§ **Data shown**
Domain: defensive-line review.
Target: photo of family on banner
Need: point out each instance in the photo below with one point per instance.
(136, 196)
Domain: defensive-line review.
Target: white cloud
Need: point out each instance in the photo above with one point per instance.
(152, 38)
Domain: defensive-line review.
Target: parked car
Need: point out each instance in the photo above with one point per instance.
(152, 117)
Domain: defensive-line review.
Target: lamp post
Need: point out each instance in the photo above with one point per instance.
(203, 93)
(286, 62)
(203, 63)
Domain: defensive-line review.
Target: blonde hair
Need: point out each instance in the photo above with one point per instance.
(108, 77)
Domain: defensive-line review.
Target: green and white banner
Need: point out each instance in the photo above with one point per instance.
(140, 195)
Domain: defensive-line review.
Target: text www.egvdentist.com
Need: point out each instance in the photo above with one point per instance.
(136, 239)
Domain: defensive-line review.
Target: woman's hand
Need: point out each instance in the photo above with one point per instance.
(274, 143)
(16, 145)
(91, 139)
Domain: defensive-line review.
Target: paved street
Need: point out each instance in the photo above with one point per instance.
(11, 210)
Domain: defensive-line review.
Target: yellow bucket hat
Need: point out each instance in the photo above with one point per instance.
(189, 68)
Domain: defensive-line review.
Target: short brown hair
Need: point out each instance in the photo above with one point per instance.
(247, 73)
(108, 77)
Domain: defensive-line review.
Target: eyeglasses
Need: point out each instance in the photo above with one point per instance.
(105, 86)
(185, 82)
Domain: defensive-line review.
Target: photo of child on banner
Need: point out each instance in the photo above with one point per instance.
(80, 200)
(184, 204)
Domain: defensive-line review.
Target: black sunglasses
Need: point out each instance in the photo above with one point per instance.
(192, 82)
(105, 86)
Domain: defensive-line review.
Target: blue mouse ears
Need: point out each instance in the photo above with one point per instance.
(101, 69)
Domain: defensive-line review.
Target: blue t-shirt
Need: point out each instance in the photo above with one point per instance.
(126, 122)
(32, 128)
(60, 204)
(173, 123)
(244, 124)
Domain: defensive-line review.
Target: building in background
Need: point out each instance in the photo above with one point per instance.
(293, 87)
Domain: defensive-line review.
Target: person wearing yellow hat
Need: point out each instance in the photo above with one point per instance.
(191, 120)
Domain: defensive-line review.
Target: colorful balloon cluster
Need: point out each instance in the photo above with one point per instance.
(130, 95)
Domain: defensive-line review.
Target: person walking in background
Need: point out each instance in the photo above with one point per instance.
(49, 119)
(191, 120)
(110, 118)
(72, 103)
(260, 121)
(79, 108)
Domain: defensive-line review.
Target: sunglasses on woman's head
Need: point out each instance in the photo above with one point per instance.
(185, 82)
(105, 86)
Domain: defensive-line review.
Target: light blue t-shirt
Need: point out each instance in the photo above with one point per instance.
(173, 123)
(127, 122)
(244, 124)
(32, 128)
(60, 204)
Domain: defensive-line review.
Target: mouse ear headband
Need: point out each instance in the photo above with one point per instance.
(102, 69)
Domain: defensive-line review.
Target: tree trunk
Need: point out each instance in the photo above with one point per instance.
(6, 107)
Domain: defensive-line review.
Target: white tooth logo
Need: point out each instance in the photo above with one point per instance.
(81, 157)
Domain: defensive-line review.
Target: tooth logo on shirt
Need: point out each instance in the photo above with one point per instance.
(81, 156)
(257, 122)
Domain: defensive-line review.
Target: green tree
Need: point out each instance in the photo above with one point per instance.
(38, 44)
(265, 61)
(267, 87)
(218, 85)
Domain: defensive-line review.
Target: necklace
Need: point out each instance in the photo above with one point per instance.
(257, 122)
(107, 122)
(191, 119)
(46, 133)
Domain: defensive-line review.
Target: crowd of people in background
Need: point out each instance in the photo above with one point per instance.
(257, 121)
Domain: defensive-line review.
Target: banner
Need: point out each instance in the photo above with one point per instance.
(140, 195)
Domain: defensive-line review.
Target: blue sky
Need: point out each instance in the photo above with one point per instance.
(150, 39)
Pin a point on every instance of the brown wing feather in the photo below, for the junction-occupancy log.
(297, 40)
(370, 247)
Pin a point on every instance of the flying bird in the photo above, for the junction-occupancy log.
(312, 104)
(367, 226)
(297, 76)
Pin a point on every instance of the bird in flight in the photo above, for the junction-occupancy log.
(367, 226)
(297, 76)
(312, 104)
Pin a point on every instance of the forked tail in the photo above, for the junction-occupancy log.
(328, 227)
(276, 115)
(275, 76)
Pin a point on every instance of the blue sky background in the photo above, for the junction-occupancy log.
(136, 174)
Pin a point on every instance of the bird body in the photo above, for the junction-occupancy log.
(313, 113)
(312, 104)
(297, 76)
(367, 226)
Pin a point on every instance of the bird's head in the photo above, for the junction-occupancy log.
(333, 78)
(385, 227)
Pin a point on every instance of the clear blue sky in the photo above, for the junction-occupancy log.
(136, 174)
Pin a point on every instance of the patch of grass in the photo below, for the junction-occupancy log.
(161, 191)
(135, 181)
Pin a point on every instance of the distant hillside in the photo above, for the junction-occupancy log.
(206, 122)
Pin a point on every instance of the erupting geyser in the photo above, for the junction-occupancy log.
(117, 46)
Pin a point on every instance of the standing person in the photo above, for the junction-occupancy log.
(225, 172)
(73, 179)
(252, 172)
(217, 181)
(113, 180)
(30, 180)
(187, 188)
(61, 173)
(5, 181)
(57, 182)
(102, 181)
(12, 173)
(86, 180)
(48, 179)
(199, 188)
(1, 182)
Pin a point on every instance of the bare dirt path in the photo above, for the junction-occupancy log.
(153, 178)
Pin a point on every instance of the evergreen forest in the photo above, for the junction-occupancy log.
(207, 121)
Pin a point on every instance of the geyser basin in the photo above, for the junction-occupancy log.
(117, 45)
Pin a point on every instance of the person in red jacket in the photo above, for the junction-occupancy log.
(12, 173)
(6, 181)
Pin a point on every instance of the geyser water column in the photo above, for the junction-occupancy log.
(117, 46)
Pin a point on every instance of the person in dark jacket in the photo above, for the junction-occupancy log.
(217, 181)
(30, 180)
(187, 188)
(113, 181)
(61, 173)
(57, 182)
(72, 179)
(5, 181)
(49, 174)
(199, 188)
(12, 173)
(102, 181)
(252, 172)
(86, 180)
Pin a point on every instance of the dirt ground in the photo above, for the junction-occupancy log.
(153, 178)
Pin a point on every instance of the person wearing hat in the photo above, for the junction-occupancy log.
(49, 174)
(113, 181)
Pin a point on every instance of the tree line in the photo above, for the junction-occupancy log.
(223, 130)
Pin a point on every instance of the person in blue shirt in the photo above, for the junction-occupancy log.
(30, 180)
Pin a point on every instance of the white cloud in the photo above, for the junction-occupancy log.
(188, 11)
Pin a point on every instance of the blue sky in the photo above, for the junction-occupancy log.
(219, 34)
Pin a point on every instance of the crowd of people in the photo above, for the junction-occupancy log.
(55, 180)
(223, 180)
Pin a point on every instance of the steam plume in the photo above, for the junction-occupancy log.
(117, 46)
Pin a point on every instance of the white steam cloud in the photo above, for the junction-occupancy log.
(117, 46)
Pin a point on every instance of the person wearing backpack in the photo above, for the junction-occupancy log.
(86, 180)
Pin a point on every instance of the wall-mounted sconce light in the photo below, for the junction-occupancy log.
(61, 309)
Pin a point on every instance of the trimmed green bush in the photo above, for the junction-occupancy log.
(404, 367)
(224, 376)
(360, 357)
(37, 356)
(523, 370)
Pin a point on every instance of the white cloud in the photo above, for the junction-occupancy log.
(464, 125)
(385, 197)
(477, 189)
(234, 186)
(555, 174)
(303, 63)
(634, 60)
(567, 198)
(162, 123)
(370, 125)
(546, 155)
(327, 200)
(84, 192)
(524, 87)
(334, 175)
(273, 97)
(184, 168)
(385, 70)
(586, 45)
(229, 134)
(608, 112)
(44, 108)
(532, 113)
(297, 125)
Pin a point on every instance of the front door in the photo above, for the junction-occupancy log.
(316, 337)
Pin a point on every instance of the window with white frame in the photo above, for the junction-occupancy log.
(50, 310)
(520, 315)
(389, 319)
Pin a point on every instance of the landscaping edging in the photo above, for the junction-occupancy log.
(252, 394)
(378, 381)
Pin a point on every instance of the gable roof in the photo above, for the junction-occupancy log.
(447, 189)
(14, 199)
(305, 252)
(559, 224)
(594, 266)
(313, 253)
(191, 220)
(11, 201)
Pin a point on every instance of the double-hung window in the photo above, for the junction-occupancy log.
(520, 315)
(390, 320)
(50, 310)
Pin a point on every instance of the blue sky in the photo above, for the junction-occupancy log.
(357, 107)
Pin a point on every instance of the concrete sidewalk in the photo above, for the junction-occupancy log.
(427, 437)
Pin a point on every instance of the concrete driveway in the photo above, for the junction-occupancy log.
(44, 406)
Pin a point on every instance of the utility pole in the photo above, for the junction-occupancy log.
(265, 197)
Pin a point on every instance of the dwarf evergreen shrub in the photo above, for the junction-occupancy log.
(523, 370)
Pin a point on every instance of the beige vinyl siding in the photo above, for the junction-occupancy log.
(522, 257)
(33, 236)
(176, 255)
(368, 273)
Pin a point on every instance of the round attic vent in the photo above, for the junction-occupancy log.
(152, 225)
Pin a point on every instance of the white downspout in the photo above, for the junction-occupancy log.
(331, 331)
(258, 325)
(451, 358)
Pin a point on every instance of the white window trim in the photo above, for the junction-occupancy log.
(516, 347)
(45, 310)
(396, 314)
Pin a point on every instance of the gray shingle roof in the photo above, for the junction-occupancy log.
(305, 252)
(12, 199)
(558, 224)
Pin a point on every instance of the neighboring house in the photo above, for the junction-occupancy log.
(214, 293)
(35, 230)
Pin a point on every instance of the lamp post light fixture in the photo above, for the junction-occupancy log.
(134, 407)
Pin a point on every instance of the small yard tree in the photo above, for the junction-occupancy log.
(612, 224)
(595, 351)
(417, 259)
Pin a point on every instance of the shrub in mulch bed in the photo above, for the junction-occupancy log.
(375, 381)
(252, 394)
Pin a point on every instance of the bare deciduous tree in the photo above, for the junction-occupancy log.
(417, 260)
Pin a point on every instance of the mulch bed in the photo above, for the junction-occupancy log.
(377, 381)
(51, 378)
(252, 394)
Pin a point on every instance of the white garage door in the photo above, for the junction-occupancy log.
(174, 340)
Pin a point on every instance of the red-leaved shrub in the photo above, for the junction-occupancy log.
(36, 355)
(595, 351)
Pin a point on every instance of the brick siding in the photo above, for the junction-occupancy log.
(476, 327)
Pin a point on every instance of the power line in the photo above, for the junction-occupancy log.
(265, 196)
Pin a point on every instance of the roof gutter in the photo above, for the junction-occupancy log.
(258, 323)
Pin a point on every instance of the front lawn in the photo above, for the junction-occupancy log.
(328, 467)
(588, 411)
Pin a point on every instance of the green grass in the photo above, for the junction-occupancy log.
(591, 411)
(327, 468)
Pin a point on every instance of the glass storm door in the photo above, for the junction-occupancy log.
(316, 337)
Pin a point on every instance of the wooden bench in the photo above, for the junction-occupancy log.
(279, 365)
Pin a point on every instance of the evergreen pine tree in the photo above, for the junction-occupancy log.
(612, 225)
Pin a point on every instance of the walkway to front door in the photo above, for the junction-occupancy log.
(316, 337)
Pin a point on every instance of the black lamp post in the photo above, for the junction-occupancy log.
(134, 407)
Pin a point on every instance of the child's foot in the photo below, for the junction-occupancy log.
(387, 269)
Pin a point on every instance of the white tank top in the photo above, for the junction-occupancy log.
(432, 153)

§ **Directive**
In the listing above, find the line containing "Pin a point on every instance of the small", then reproduce it and each line after it through the end, exactly and with nothing added.

§ **Task answer**
Pin a point on every instance of the small yard tree in the photo above, for the junction-occupancy log.
(612, 224)
(595, 351)
(417, 259)
Pin a point on every instance of the shrub in mulch bed in the photo above, for the junction-occupancy log.
(375, 381)
(252, 394)
Pin a point on every instance of the bare deciduous tree in the photo above, for the junction-occupancy log.
(417, 260)
Pin a point on every instance of the mulch bed in the photo above, for the junction-occupancy log.
(377, 381)
(51, 378)
(252, 394)
Pin a point on every instance of the white garage door in the photo above, for the junction-occupancy log.
(174, 340)
Pin a point on every instance of the red-leaved shrub in the photo above, for the junction-occupancy log.
(36, 355)
(595, 351)
Pin a point on every instance of the brick siding in the photo above, for the junction-occupancy log.
(476, 327)
Pin a point on every instance of the power line in the photo above, for the junction-occupancy log.
(265, 196)
Pin a point on every instance of the roof gutter in the photo above, for the junction-occupancy log.
(258, 323)
Pin a point on every instance of the front lawn in the photo above, for the junction-occupancy log.
(328, 467)
(588, 411)
Pin a point on every instance of the green grass in the photo above, for the junction-occupancy log.
(591, 411)
(327, 468)
Pin a point on every instance of the glass storm door in the photo above, for the junction-occupancy log.
(316, 337)
Pin a point on every instance of the wooden bench in the photo above, for the junction-occupancy log.
(279, 365)
Pin a point on every instance of the evergreen pine tree in the photo above, for the junction-occupancy log.
(612, 225)
Pin a point on every instance of the walkway to front door in the photo above, for the junction-occupancy log.
(316, 337)
Pin a point on every instance of the black lamp post in the photo above, for the junction-occupancy log.
(134, 407)
Pin a point on every instance of the child's foot in the photo below, for the junction-occupancy log.
(387, 269)
Pin a point on every instance of the white tank top in the photo above, for the junction-occupancy log.
(432, 153)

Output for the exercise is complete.